Extracted data lines:
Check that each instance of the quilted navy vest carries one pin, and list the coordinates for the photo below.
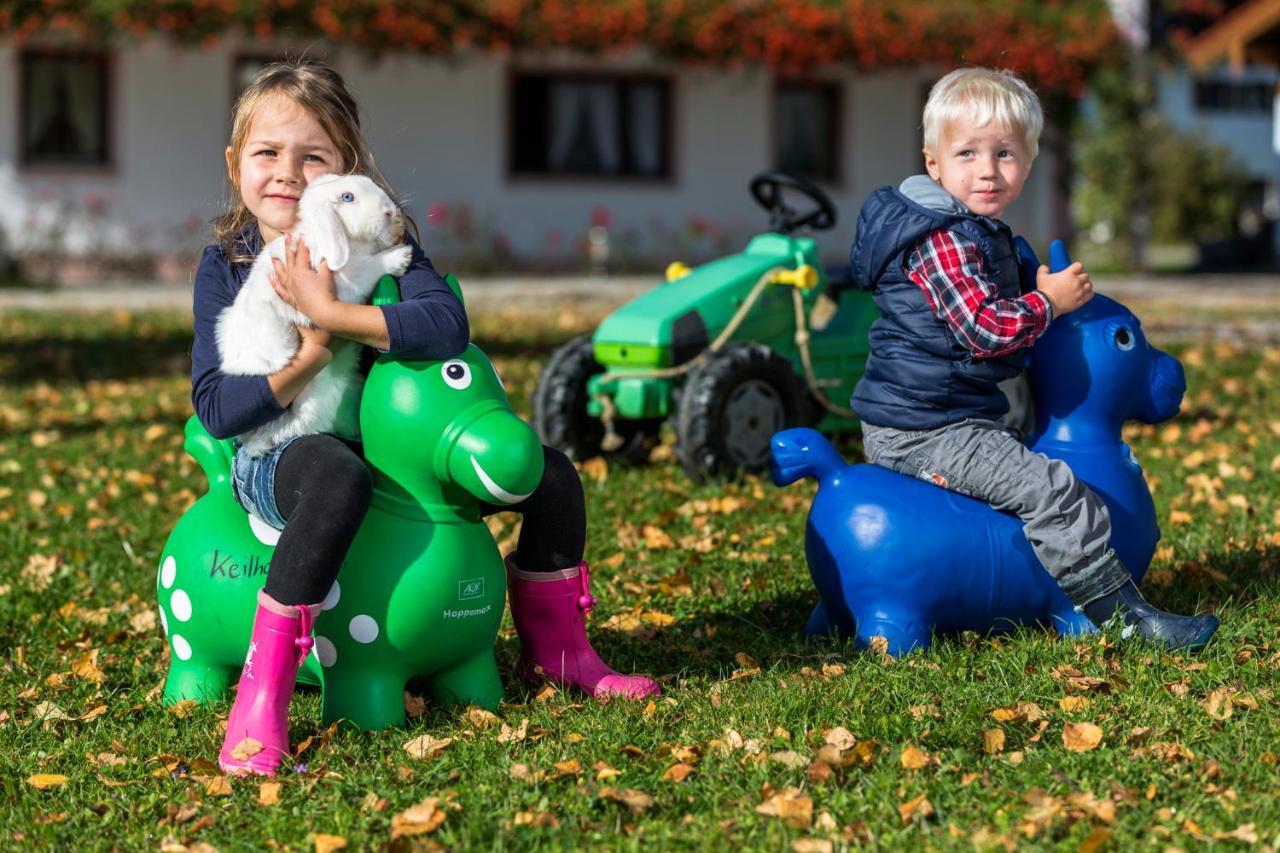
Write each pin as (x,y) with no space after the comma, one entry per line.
(919,375)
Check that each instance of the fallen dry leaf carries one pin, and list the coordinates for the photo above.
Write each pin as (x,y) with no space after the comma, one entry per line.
(513,735)
(246,748)
(656,538)
(328,843)
(840,738)
(571,767)
(636,801)
(789,758)
(417,820)
(269,793)
(914,758)
(812,845)
(992,740)
(480,719)
(45,781)
(218,787)
(790,806)
(86,667)
(426,746)
(1080,737)
(677,772)
(920,807)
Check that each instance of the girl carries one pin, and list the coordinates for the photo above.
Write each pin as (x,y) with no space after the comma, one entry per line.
(296,122)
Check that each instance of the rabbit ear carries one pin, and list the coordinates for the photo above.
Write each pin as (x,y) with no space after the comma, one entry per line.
(327,238)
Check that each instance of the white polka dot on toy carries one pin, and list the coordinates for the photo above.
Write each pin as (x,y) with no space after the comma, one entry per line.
(330,601)
(168,571)
(181,605)
(325,651)
(362,629)
(265,533)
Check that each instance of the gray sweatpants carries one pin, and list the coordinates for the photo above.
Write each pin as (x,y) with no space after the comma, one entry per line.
(1065,523)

# Work to complete
Can you give all the lines above as a two-column CSV with the headers text and coordinates, one row for each line paired with its coordinates, each value in its own quoted field and every line break replaced by a space? Leave the pictures out.

# Solution below
text,coordinates
"Check that each instance of the quilted navy vest carries one pin, and list the coordinates for the photo below. Write each pin as (x,y) with no space after the comma, one entry per line.","(919,375)"
"Check that each instance of the fallen dry leaf carries one pin, and list the coordinates for the photo above. Write each pin as (x,y) with no space after the comma, one entry per line.","(513,735) (246,748) (656,538) (328,843) (840,738) (571,767) (636,801) (789,758) (417,820) (269,793) (914,758) (812,845) (992,740) (480,719) (45,781) (218,787) (790,806) (86,667) (426,746) (1080,737) (677,772) (920,807)"
"Check that each instance of the girl carries one pin, and list the coordinates for the photo above. Write each pin as (x,y) with no space after the comma, one entry per line.","(296,122)"
"Check that each instance of the rabbit ear carries one pin, and list the coordinates for the photo above. Write each pin as (x,y) with no space after the comma, one entry per line.","(327,238)"
"Check that each instance of the white polka dot on toy carries one pin, and list the coordinates for the photo above. Write each pin as (x,y) with no space after the comma, one entry per line.","(330,601) (168,571) (181,605) (325,651) (362,629) (265,533)"
"Check that each instance of the gray sweatpants carries one pin, and list the coordinates for the photo above. Write each pin as (x,y) with no space after the comma, one entry per line.","(1065,523)"